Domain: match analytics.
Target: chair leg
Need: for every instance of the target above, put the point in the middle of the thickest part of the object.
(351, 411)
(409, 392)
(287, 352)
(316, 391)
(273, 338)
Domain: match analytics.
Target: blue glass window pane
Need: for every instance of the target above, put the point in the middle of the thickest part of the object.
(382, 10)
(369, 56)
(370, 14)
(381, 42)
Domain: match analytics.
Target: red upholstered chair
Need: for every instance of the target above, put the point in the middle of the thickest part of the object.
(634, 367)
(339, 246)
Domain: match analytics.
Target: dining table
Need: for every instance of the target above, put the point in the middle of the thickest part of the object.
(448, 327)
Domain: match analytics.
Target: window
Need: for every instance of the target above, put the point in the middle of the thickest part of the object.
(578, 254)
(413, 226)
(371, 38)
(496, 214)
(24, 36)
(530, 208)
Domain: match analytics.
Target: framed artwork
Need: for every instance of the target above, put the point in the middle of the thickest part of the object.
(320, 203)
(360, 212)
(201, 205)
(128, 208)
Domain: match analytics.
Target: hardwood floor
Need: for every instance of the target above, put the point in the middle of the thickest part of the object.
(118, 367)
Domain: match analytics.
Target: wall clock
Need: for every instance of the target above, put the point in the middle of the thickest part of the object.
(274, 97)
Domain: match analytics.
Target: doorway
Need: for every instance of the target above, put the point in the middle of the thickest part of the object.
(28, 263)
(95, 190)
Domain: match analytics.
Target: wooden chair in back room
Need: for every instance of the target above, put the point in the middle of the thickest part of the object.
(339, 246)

==*==

**Directive**: Extract the complete listing above, reproducing each line exactly.

**Problem solution**:
Domain: match analytics.
Target: chair leg
Need: for every instance of the target above, put the point in the middle of the thickest part of the object.
(351, 411)
(409, 392)
(287, 352)
(316, 391)
(273, 338)
Domain: match analytics.
Target: blue glass window pane
Need: for every instance of the target above, put the point in the middle of the thickest part of the object.
(382, 10)
(369, 56)
(370, 14)
(381, 42)
Domain: match analytics.
Target: red upholstered chair
Need: for every instance of the target above, put the point in the middle of the thickest part of the object.
(634, 367)
(339, 246)
Domain: match analytics.
Target: dining table
Need: for every instance of the target above, put the point in the middle of the thickest part of the object.
(448, 327)
Domain: match analytics.
Target: window
Need: for every instance of the target above, put the point in the middle of the thickest part of the object.
(578, 254)
(413, 226)
(371, 38)
(496, 214)
(24, 36)
(530, 208)
Domain: match analytics.
Target: framed artwork
Need: for every instance of the target above, put the point in the middle of the thickest part of the object.
(320, 203)
(360, 212)
(201, 205)
(128, 208)
Domain: match analytics.
Target: hardwood floor
Need: for every instance of the target above, put the point in the middle of the thickest part of the object.
(118, 367)
Domain: match analytics.
Target: wall clock
Need: for every instance of the target above, put the point in the middle of the thickest part of the object.
(274, 97)
Domain: match analytics.
Target: doorway
Need: for every instance of the target above, put the point in the middle of the thickest part of the object.
(28, 263)
(95, 190)
Domain: match analytics.
Target: wooden chair in back room
Need: for every instance of the target above, put the point in the middle of the thickest part of the object.
(339, 246)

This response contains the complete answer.